### WORK TO COMPLETE
Write out each line of the records below as a numbered list, skipping any blank lines.

### STORED RECORDS

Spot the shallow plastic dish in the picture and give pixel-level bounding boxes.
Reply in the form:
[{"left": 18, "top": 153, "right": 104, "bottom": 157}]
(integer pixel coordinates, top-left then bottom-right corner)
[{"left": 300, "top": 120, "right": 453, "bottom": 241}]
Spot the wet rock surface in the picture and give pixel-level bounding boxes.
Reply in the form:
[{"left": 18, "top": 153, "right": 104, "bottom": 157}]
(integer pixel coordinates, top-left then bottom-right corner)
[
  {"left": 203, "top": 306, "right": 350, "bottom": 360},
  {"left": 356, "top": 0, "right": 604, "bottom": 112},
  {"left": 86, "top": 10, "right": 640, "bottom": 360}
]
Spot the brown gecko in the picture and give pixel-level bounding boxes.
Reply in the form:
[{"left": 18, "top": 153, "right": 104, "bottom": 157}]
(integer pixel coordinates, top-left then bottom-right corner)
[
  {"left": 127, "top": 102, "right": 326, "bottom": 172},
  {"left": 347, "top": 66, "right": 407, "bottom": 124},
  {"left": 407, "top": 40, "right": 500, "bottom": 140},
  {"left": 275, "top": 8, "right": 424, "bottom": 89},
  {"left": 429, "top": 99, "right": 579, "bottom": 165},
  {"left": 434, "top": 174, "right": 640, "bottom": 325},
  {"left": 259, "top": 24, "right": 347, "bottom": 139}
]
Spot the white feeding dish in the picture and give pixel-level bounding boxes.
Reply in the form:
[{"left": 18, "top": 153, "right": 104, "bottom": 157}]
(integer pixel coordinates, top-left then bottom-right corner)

### RESULT FOR THIS TASK
1. Spot the shallow plastic dish in the picture and give pixel-level bounding boxes.
2. Reply in the form:
3. [{"left": 18, "top": 153, "right": 104, "bottom": 157}]
4. (integer pixel coordinates, top-left then bottom-right corner)
5. [{"left": 300, "top": 120, "right": 453, "bottom": 241}]
6. Spot the wet rock surface in the picture and give pixel-level bounding boxes.
7. Reply in the form:
8. [{"left": 18, "top": 153, "right": 104, "bottom": 157}]
9. (integer pixel coordinates, top-left then bottom-right corner)
10. [
11.   {"left": 203, "top": 306, "right": 350, "bottom": 360},
12.   {"left": 356, "top": 0, "right": 604, "bottom": 112},
13.   {"left": 86, "top": 10, "right": 640, "bottom": 360}
14. ]
15. Spot the brown gecko in the picture and give pixel-level bounding boxes.
16. Reply in the form:
17. [{"left": 18, "top": 153, "right": 104, "bottom": 157}]
18. (integer pixel coordinates, top-left then bottom-right corner)
19. [
20.   {"left": 127, "top": 102, "right": 326, "bottom": 172},
21.   {"left": 347, "top": 66, "right": 407, "bottom": 124},
22.   {"left": 407, "top": 40, "right": 500, "bottom": 140},
23.   {"left": 275, "top": 8, "right": 424, "bottom": 89},
24.   {"left": 429, "top": 99, "right": 579, "bottom": 165},
25.   {"left": 434, "top": 174, "right": 640, "bottom": 325},
26.   {"left": 259, "top": 24, "right": 347, "bottom": 139}
27. ]
28. Spot the white feeding dish in the picture and give pixel-level bounding boxes.
29. Reply in the form:
30. [{"left": 18, "top": 153, "right": 104, "bottom": 157}]
31. (integer pixel coordinates, top-left then bottom-right corner)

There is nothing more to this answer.